§ THE INPUT:
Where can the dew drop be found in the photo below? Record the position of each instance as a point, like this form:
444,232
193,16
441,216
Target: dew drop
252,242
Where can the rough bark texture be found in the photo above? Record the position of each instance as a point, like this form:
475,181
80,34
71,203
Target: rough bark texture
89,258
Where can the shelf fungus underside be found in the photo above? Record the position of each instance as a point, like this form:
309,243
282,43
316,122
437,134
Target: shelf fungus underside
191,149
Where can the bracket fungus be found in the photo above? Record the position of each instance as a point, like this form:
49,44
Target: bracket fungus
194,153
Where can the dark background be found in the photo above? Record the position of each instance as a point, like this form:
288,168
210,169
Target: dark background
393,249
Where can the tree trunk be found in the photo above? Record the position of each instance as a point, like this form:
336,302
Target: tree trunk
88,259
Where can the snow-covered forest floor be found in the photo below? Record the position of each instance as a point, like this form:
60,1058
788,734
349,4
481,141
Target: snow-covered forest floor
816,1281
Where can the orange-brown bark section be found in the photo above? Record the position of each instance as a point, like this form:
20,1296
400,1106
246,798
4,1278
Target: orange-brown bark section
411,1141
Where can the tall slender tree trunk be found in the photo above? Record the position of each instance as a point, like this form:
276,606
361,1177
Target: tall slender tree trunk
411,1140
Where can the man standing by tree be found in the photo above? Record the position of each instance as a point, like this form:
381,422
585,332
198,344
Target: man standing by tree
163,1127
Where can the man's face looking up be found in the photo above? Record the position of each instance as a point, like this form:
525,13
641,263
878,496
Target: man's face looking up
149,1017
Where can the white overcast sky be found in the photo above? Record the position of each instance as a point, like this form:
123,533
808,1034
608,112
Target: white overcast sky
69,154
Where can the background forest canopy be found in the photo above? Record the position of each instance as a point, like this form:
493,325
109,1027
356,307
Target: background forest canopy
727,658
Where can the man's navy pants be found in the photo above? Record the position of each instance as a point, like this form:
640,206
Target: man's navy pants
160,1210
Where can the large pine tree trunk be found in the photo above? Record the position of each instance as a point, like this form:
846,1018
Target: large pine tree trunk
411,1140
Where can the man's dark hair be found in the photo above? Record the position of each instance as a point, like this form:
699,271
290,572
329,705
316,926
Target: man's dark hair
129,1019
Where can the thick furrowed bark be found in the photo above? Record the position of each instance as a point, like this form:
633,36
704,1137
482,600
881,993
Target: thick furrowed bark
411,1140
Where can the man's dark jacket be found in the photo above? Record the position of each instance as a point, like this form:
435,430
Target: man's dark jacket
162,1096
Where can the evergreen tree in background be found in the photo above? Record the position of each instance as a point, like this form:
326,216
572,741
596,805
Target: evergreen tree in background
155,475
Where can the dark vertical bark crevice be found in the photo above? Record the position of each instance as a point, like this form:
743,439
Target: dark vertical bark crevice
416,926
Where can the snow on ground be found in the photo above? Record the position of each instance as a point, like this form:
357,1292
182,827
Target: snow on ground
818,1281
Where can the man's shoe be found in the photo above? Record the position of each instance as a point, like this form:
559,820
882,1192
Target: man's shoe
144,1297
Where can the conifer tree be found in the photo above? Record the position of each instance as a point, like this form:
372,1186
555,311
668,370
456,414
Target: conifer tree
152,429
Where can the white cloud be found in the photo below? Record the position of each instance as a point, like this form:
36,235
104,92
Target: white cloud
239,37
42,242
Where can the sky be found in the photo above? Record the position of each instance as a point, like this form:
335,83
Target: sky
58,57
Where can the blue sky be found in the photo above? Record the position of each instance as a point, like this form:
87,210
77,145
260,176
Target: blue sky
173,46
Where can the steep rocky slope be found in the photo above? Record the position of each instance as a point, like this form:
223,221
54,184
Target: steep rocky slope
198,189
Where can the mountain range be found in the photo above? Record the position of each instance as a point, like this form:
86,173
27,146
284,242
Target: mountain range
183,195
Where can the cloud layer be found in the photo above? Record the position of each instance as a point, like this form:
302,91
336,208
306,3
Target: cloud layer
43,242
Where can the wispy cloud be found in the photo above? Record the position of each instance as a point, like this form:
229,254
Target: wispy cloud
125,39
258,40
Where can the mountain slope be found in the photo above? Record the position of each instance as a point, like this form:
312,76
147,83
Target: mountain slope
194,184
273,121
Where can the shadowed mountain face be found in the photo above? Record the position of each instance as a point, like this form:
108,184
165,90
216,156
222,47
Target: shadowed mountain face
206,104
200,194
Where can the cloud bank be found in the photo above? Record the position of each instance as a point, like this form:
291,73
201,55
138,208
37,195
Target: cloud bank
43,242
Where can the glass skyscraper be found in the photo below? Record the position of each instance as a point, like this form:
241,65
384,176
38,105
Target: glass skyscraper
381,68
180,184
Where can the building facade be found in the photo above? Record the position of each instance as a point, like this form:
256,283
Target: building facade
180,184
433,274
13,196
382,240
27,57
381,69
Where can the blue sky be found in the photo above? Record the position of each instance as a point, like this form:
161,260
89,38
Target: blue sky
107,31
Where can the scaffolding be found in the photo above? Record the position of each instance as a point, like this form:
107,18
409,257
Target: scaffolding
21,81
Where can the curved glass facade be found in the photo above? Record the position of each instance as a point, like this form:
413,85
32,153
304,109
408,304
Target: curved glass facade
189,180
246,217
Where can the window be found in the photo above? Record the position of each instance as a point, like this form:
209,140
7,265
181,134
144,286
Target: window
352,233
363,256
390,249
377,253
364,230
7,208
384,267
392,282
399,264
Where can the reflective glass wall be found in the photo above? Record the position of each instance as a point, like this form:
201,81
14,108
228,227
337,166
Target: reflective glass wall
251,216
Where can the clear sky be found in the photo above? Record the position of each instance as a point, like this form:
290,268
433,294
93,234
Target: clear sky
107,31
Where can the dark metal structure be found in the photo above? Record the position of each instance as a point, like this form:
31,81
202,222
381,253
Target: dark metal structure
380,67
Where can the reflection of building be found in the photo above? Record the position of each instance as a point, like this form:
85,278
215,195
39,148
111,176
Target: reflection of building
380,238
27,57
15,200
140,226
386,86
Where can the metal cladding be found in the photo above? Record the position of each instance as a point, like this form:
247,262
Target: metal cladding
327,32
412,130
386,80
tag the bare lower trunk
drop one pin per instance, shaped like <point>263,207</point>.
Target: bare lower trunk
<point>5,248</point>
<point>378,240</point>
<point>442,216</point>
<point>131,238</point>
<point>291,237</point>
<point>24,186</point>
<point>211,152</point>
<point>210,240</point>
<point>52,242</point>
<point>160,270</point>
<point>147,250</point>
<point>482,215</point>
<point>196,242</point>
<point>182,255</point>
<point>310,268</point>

§ EXERCISE BRIEF: Reproduce each entry from the records above, character for character.

§ REPLY TO THE EXERCISE:
Where can the dew drop be found in the photo below? Record the position of each instance as a point, like this form:
444,232
193,16
441,216
Target: dew drop
252,242
Where can the rough bark texture be found in the photo above? Record the position of each instance as a point, like this form:
475,181
80,34
71,203
Target: rough bark texture
89,258
Where can the shelf fungus underside be found in the photo above? Record the position of each instance as a point, like this form:
309,243
282,43
316,122
437,134
Target: shelf fungus underside
191,149
Where can the bracket fungus be found in the photo above? Record the position of each instance as a point, like this form:
49,44
Target: bracket fungus
194,153
Where can the dark background be found in the photo above? Record the position of each instance as a point, like this form:
288,168
210,169
Target: dark background
393,249
Where can the tree trunk be found in the photo above? Record the position of each instance as a point, like this form:
336,302
Target: tree trunk
88,259
Where can the snow-covered forest floor be found in the photo below? Record the position of each instance as a point, like this form:
60,1058
788,734
349,4
481,141
Target: snow-covered forest floor
816,1281
Where can the orange-brown bark section be found in the photo above? Record the position of each instance as a point, like this form:
20,1296
400,1106
246,798
4,1278
Target: orange-brown bark section
411,1141
Where can the tall slender tree trunk be found in the photo above? Record the position of each instance as a point, like this form:
276,606
361,1177
Target: tall slender tree trunk
411,1140
Where can the man standing by tree be found in the photo above? Record the position of each instance as a point, like this form:
381,422
585,332
198,344
Target: man standing by tree
163,1127
Where can the man's face looking up be found in the photo above? Record the position of each instance as a point, like this form:
525,13
641,263
878,496
Target: man's face looking up
149,1017
Where can the white overcast sky be found in the photo above? Record the position of each instance as a point, like this form:
123,533
808,1034
608,112
Target: white overcast sky
69,154
Where can the background forest canopy be found in the photo above? Record the position of each instance as a point, like this form:
493,325
109,1027
356,307
Target: background forest canopy
727,658
Where can the man's navy pants be found in the photo above? Record the position of each instance as a point, like this form:
640,206
Target: man's navy pants
160,1210
Where can the large pine tree trunk be found in the photo above? Record the position of each instance as a point, like this form:
846,1018
Target: large pine tree trunk
411,1140
Where can the man's dark hair be found in the photo above? Record the position of each instance as a point, like this form:
699,271
290,572
329,705
316,926
Target: man's dark hair
129,1019
Where can the thick furrowed bark be found in the photo above? Record the position of each instance as a point, like this form:
633,36
704,1137
482,600
881,993
Target: thick furrowed bark
411,1140
Where can the man's dark jacket be found in the photo above? Record the position of each instance as a point, like this form:
435,430
Target: man's dark jacket
162,1096
Where can the evergreen tree in background be found in the photo above? Record the position of each instance as a point, like this form:
326,216
572,741
596,805
Target: evergreen tree in background
155,475
Where can the dark vertical bark crevice be found in the photo above? Record the position of each instance as a point, like this form:
743,439
Target: dark vertical bark crevice
416,926
Where can the snow on ground be found in the photo above? Record the position of each instance as a point, like this form:
357,1292
182,827
Target: snow on ground
818,1281
Where can the man's shoe be found in the photo above? Record the position of each instance as a point, like this form:
559,820
882,1192
Target: man's shoe
144,1297
Where can the conifer tree be found in the photo above? Record the position of each instance as a point, like this form:
372,1186
555,311
668,370
456,414
Target: conifer tree
152,429
Where can the white cloud be found in the photo below? Record the position of each instance as a point, like this form:
36,235
104,92
Target: white cloud
239,37
42,242
Where can the sky be found in the photo above? Record the position of each instance as a point, like this form:
335,83
Target: sky
58,57
Where can the blue sky be found in the photo above? Record the position of each instance as a point, like this form:
87,210
77,145
260,176
Target: blue sky
173,46
Where can the steep rocky slope be found in the photo above? Record the position of each instance as a point, like this form:
223,221
54,184
Target: steep rocky slope
198,189
Where can the mountain range be found in the photo above? Record the position of each instance as a point, like this form:
86,173
27,146
284,242
Target: mountain range
183,195
Where can the cloud layer be found in the photo above? Record the position of each instance as a point, like this form:
302,91
336,208
306,3
Target: cloud layer
43,242
Where can the wispy cloud be found in the photo above? Record the position of each instance as a point, like this form:
229,254
Target: wispy cloud
125,39
258,40
Where can the mountain slope be found in the photo above? Record the position of each instance as a point, like this form:
312,76
147,83
Target: mountain slope
194,184
273,121
Where can the shadowed mountain face be found in the photo above? Record the position of each instance as a point, like this form:
108,184
165,90
216,156
222,47
Target: shadowed mountain face
206,104
200,194
Where can the cloud bank be found in the photo above? Record the position of each instance as a point, like this form:
291,73
201,55
138,208
37,195
Target: cloud bank
43,242
Where can the glass skyscraper be found in the photo below? Record the position of each instance as a point, like this form:
241,65
384,176
38,105
Target: glass skyscraper
381,68
180,184
Where can the building facade be found in the photo above? Record the position of each instance as a point, like this form:
256,283
Target: building facade
180,184
433,274
13,196
382,240
27,57
381,69
Where can the blue sky be found in the photo above? Record the position of each instance as a point, like this form:
161,260
89,38
Target: blue sky
107,31
Where can the scaffolding be found in the photo above? Record the position of each instance as a point, like this form:
107,18
409,257
Target: scaffolding
21,81
Where can the curved glass facade be found in the photo above? Record the position of each instance as a point, like this form:
413,85
32,153
304,109
408,304
Target: curved glass facade
189,180
246,217
Where can the window be found in the photo above? Record the position of each instance as a point, like this form:
209,140
7,265
181,134
144,286
Target: window
352,233
363,256
390,249
377,253
364,230
7,208
384,267
392,282
399,264
Where can the reflective glass wall be found in the photo above? Record the position of each instance as a point, like this form:
201,81
14,108
228,227
337,166
Target: reflective glass wall
251,216
Where can the clear sky be found in the photo above? Record the position of each instance as a point, like this form:
290,268
433,294
93,234
Target: clear sky
107,31
Where can the dark metal structure be found in the photo above? Record the position of each instance as a point, like this form:
31,81
202,222
381,253
Target: dark metal structure
380,67
Where can the reflection of building be found in the photo above? Record the position of each instance as a point, like this form:
85,278
215,195
39,148
111,176
Target: reflection of building
380,238
27,57
15,200
140,226
386,86
Where can the metal cladding be found in the photo above? Record the position of each instance as a point, like this form:
247,262
Target: metal cladding
327,32
412,130
386,80
tag the bare lower trunk
drop one pin per instance, shaped like <point>263,207</point>.
Target: bare lower trunk
<point>5,248</point>
<point>378,240</point>
<point>442,216</point>
<point>131,238</point>
<point>291,237</point>
<point>24,186</point>
<point>211,152</point>
<point>210,240</point>
<point>52,242</point>
<point>160,270</point>
<point>147,250</point>
<point>482,215</point>
<point>196,242</point>
<point>182,255</point>
<point>310,268</point>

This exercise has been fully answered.